**Records from a dataset:**
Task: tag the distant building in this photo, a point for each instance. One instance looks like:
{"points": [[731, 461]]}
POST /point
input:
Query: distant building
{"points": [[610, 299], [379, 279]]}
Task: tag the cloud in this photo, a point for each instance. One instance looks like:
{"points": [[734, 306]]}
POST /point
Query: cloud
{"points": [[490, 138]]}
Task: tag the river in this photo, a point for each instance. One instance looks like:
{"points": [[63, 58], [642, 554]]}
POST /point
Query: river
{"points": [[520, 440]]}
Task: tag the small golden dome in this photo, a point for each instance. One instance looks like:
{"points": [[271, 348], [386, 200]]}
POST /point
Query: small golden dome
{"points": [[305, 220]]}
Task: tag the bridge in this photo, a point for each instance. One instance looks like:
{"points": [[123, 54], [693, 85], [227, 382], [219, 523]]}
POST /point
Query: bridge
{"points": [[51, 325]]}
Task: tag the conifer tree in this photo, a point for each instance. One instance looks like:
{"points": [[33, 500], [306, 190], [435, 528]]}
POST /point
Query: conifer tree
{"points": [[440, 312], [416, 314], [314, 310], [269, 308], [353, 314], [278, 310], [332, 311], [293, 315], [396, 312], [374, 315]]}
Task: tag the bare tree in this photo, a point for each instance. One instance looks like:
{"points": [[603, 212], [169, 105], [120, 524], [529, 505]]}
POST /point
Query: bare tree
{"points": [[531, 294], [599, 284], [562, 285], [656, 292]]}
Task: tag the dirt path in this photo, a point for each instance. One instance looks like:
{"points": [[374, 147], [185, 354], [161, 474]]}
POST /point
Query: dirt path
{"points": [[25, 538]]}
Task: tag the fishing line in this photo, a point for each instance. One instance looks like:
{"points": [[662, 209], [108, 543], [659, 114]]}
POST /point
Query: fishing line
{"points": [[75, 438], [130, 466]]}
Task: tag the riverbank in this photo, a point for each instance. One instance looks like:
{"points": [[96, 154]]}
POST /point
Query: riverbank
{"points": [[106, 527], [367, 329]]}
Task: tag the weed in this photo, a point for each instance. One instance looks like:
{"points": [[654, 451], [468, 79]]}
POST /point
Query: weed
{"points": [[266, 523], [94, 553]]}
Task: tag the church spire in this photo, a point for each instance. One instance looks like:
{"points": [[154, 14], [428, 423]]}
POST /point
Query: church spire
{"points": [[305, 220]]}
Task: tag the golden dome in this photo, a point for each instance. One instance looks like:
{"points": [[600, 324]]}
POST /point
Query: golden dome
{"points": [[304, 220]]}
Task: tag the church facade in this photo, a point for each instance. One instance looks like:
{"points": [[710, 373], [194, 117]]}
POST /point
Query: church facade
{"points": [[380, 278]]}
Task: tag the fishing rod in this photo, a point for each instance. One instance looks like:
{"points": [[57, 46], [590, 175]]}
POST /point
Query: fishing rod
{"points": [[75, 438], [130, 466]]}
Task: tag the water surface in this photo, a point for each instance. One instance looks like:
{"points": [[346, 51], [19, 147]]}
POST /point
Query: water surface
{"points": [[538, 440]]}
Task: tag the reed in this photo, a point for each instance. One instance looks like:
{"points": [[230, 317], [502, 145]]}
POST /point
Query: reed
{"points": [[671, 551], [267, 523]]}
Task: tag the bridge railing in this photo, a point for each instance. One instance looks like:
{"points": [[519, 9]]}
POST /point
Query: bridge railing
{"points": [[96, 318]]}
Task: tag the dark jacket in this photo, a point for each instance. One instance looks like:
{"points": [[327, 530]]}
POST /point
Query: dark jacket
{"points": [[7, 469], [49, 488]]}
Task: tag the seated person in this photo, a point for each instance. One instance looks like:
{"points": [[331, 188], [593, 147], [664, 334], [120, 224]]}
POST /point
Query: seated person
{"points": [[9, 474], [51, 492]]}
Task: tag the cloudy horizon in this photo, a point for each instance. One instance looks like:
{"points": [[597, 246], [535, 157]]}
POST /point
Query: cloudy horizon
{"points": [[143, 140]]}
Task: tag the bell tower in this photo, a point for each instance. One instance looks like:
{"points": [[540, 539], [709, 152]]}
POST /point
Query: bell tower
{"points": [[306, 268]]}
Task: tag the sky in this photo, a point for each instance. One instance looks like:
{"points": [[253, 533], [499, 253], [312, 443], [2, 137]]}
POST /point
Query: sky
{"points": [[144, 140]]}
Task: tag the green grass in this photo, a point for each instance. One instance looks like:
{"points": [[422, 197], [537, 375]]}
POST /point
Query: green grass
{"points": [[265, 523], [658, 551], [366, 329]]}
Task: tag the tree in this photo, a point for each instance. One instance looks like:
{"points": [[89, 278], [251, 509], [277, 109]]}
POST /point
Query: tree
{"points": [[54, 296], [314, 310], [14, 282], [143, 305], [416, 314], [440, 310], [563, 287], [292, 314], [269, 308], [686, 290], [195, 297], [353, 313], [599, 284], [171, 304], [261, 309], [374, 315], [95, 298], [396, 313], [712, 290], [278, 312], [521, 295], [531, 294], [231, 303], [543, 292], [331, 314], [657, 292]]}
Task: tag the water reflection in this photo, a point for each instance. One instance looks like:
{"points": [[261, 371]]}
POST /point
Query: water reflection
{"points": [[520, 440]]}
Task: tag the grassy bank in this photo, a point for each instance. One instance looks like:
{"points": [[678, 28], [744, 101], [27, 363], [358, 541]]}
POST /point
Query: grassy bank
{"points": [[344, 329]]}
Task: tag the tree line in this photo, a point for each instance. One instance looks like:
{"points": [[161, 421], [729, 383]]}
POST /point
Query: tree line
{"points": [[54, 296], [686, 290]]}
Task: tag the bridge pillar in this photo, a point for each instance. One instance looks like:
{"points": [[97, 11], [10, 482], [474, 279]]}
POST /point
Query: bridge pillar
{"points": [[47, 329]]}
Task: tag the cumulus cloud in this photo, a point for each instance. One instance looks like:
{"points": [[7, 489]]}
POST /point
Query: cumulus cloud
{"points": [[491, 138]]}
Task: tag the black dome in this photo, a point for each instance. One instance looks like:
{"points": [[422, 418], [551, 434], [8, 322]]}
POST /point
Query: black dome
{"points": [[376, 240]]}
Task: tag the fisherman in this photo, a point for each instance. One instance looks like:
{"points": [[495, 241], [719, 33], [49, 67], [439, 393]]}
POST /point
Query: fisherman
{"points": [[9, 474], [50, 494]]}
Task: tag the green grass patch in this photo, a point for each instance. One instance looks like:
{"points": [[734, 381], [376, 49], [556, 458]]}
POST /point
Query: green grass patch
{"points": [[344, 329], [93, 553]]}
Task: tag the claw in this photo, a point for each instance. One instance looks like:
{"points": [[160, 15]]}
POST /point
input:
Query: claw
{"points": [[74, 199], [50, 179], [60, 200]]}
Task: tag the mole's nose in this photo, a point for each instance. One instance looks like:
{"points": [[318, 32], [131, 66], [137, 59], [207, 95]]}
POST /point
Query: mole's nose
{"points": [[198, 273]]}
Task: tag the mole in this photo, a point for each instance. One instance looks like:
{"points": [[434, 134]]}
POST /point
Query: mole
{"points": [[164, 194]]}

**WORK TASK:** Retype the records above exactly, so that no line differs from its source.

**EXERCISE ANSWER:**
Task: tag the distant building in this photo, a point for each instance. One instance looks like:
{"points": [[731, 461]]}
POST /point
input:
Query: distant building
{"points": [[610, 299], [379, 279]]}
Task: tag the cloud in this photo, a point for each instance. One instance looks like:
{"points": [[734, 306]]}
POST /point
Query: cloud
{"points": [[490, 138]]}
Task: tag the river in this photo, a point for each instance. One instance looks like:
{"points": [[63, 58], [642, 554]]}
POST /point
Query: river
{"points": [[520, 440]]}
Task: tag the small golden dome in this photo, a point for each instance. One instance looks like:
{"points": [[271, 348], [386, 200]]}
POST /point
Query: small golden dome
{"points": [[305, 220]]}
Task: tag the bridge in this photo, a point for each instance. One instance looks like:
{"points": [[123, 54], [693, 85], [227, 382], [219, 523]]}
POST /point
Query: bridge
{"points": [[51, 325]]}
Task: tag the conifer tree in this photo, a point for each instance. One instance looks like:
{"points": [[33, 500], [306, 190], [435, 528]]}
POST /point
Query: conifer tree
{"points": [[440, 312], [416, 314], [314, 310], [269, 308], [353, 314], [278, 310], [332, 311], [293, 315], [396, 312], [374, 315]]}
Task: tag the bare tree in this photo, a point for each instance. One instance looks like:
{"points": [[603, 212], [169, 105], [120, 524], [529, 505]]}
POST /point
Query: bare tree
{"points": [[531, 294], [599, 284], [562, 285], [656, 292]]}
Task: tag the dirt path in this photo, a point for each instance. One instance looks like:
{"points": [[374, 147], [185, 354], [161, 474]]}
POST /point
Query: dirt path
{"points": [[25, 538]]}
Task: tag the fishing line in this photo, a point for each instance. One instance looks like:
{"points": [[662, 209], [108, 543], [659, 114]]}
POST /point
Query: fishing line
{"points": [[75, 438], [130, 466]]}
Task: tag the riverbank in this photo, a point for each instance. One instance looks like:
{"points": [[96, 154]]}
POST /point
Query: riverbank
{"points": [[106, 527], [367, 329]]}
Task: tag the weed in this photo, a point for each instance. One instance looks like:
{"points": [[654, 451], [468, 79]]}
POST /point
Query: weed
{"points": [[266, 523], [94, 553]]}
Task: tag the church spire in this photo, a point for each instance. One instance looks like:
{"points": [[154, 14], [428, 423]]}
POST /point
Query: church spire
{"points": [[305, 220]]}
Task: tag the golden dome in this photo, a point for each instance. One instance looks like:
{"points": [[600, 324]]}
POST /point
Query: golden dome
{"points": [[304, 220]]}
Task: tag the church facade in this photo, a point for each instance. One instance looks like:
{"points": [[710, 373], [194, 117]]}
POST /point
Query: church facade
{"points": [[380, 278]]}
Task: tag the fishing rod in this photo, a point for each instance. One instance looks like:
{"points": [[57, 46], [590, 175]]}
POST /point
Query: fishing rod
{"points": [[75, 438], [130, 466]]}
Task: tag the water surface in this photo, a point for each instance. One instance looks like:
{"points": [[346, 51], [19, 147]]}
POST /point
Query: water surface
{"points": [[538, 440]]}
Task: tag the reed in this photo, a point for each instance. One instance looks like:
{"points": [[230, 317], [502, 145]]}
POST /point
Query: reed
{"points": [[671, 551], [267, 523]]}
Task: tag the bridge railing in this photo, a point for each instance. One instance looks like:
{"points": [[519, 9]]}
POST /point
Query: bridge railing
{"points": [[96, 318]]}
Task: tag the dark jacket in this photo, a point for each instance. One instance looks like:
{"points": [[327, 530]]}
POST /point
Query: dark jacket
{"points": [[7, 469], [49, 488]]}
Task: tag the seated person in this photo, a point for each instance. One instance looks like:
{"points": [[331, 188], [593, 147], [664, 334], [120, 224]]}
POST /point
Query: seated person
{"points": [[9, 474], [51, 492]]}
Task: tag the cloudy horizon in this photo, a point for each instance. One instance looks like:
{"points": [[597, 246], [535, 157]]}
POST /point
Query: cloudy horizon
{"points": [[143, 140]]}
Task: tag the bell tower in this photo, a point for each instance. One instance looks like:
{"points": [[540, 539], [709, 152]]}
POST /point
Query: bell tower
{"points": [[306, 268]]}
Task: tag the sky in this photo, a point for each instance. One instance looks like:
{"points": [[253, 533], [499, 253], [312, 443], [2, 137]]}
POST /point
Query: sky
{"points": [[144, 140]]}
Task: tag the green grass in this photo, a point for each instance. One instance looks like:
{"points": [[422, 197], [537, 375]]}
POST /point
Query: green grass
{"points": [[265, 523], [658, 551], [366, 329]]}
Task: tag the tree in this photo, a point for each instance. One instance looks like:
{"points": [[89, 278], [251, 509], [277, 109]]}
POST /point
Query: tree
{"points": [[54, 296], [314, 310], [14, 282], [143, 305], [416, 314], [440, 310], [563, 287], [292, 314], [269, 308], [686, 290], [195, 297], [353, 313], [599, 284], [171, 304], [261, 309], [374, 315], [95, 298], [396, 313], [712, 290], [278, 312], [521, 295], [531, 294], [231, 303], [543, 292], [331, 314], [657, 292]]}
Task: tag the water reflection in this photo, a point for each instance. One instance looks like:
{"points": [[261, 371]]}
POST /point
Query: water reflection
{"points": [[520, 440]]}
Task: tag the grassy bank in this photo, a point for each instance. One instance looks like:
{"points": [[678, 28], [744, 101], [27, 363], [358, 541]]}
POST /point
Query: grassy bank
{"points": [[344, 329]]}
Task: tag the tree line in this photo, a point for each instance. One instance looks like:
{"points": [[161, 421], [729, 383]]}
POST /point
Query: tree line
{"points": [[54, 296], [686, 290]]}
Task: tag the bridge pillar in this photo, a point for each instance. One instance looks like:
{"points": [[97, 11], [10, 482], [474, 279]]}
POST /point
Query: bridge pillar
{"points": [[47, 329]]}
Task: tag the cumulus cloud in this photo, a point for each instance. One instance looks like:
{"points": [[7, 489]]}
POST /point
Query: cumulus cloud
{"points": [[491, 138]]}
Task: tag the black dome in this photo, a point for each instance. One instance looks like:
{"points": [[422, 418], [551, 434], [8, 322]]}
POST /point
Query: black dome
{"points": [[376, 240]]}
Task: tag the fisherman in this photo, a point for each instance. One instance looks like:
{"points": [[495, 241], [719, 33], [49, 67], [439, 393]]}
POST /point
Query: fisherman
{"points": [[9, 474], [50, 494]]}
Task: tag the green grass patch in this photo, a point for each instance. One instance looks like:
{"points": [[734, 381], [376, 49], [556, 458]]}
POST /point
Query: green grass patch
{"points": [[344, 329], [93, 553]]}
Task: tag the claw in this photo, a point for each instance. One instance looks like:
{"points": [[160, 15]]}
POST /point
input:
Query: claw
{"points": [[74, 199], [50, 179], [60, 200]]}
Task: tag the mole's nose in this photo, a point for each instance. One instance looks like:
{"points": [[318, 32], [131, 66], [137, 59], [207, 95]]}
POST /point
Query: mole's nose
{"points": [[198, 273]]}
Task: tag the mole in this photo, a point for each instance. One instance looks like:
{"points": [[434, 134]]}
POST /point
Query: mole
{"points": [[164, 194]]}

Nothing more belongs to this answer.